**Work to do**
Reproduce the lines below, from the one containing "like [333, 317]." down to the final line, replacing "pixel coordinates" with "image coordinates" and leaving all else unchanged.

**Information provided**
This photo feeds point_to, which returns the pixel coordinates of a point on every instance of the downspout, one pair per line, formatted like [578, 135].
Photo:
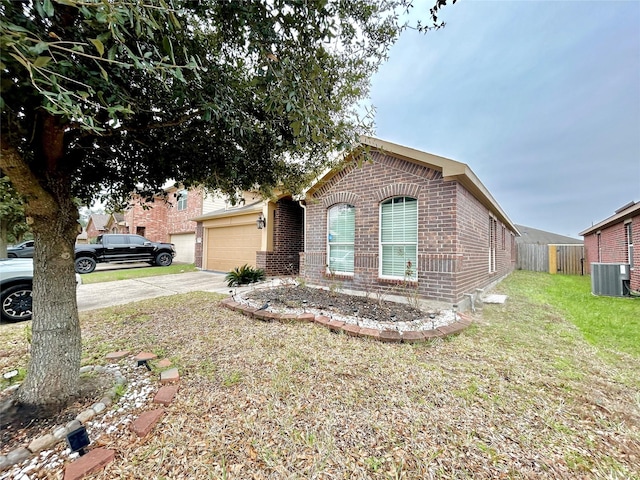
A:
[304, 223]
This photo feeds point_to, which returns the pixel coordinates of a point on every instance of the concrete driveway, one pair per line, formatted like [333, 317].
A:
[107, 294]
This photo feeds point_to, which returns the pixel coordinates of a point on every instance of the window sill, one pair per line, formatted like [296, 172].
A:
[338, 276]
[398, 281]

**Output of the exercise**
This photo feeds point_to, which returns the image coordinates of a point on every instance of the concrete driveway, one pair per line, formatted like [333, 317].
A:
[107, 294]
This photo feeds point_to, which returns the image coordinates of a point on every instance of the window sill, one pair per line, formatted like [296, 172].
A:
[338, 276]
[398, 281]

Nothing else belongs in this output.